## TEXT SHOWN
● ● ●

# 2000 A33 Transmission problems



## mamoo (Dec 4, 2004)

Hi...

I am having problems with my transmission. the car has 33000 km on it. the transmission intermittently seems to 'disengage' when the car has been driving for more than 30 mins or so. if driving on the highway this will happen and pressing the gas only revs the car. But in traffic it will stick in one gear.

If i stop and put the car in neutral of park for a couple mins it works fine again for a while.

When the car is scanned it shows no problems.

The car was bought in singapore.


Any help will be greatly appreciated in solving this problem.


----------



## LatinMax (Feb 23, 2003)

mamoo said:


> Hi...
> 
> I am having problems with my transmission. the car has 33000 km on it. the transmission intermittently seems to 'disengage' when the car has been driving for more than 30 mins or so. if driving on the highway this will happen and pressing the gas only revs the car. But in traffic it will stick in one gear.
> 
> ...


Try punching it of the line. If it revs up or slips before changing into 2nd then your tranny is slipping and needs to be rebuilt. This is a very common problem. Most guy do a aftermarket tranny cooler and upgraded VB to avoid this problem.
The factory tranny has a lag between gears so that you don't feel it change gears. But under heavy acceleration it damages the tranny.


----------



## pathfound1 (Apr 8, 2004)

*TRY THIS*



mamoo said:


> Hi...
> 
> I am having problems with my transmission. the car has 33000 km on it. the transmission intermittently seems to 'disengage' when the car has been driving for more than 30 mins or so. if driving on the highway this will happen and pressing the gas only revs the car. But in traffic it will stick in one gear.
> 
> ...


trying reving slowly up a steep hill and see how it travels..if it doesn;t go then your trans is done. but if it accelerates fine then it should be ok..maybe try fuel injection cleaners or take it to your nearest nissan dealership


----------



## Sterling2000 (Mar 11, 2003)

● ● ●

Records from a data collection
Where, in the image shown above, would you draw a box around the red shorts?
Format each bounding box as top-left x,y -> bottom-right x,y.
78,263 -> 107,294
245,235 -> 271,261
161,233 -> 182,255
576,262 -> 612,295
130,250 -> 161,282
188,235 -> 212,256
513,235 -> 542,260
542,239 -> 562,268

● ● ●

## SET EXERCISE
In the forum thread about transmission problems, reproduce the passage from "## mamoo (Dec" to "solving this problem." word for word. Work only from the text.

## IN RESPONSE
## mamoo (Dec 4, 2004)

Hi...

I am having problems with my transmission. the car has 33000 km on it. the transmission intermittently seems to 'disengage' when the car has been driving for more than 30 mins or so. if driving on the highway this will happen and pressing the gas only revs the car. But in traffic it will stick in one gear.

If i stop and put the car in neutral of park for a couple mins it works fine again for a while.

When the car is scanned it shows no problems.

The car was bought in singapore.


Any help will be greatly appreciated in solving this problem.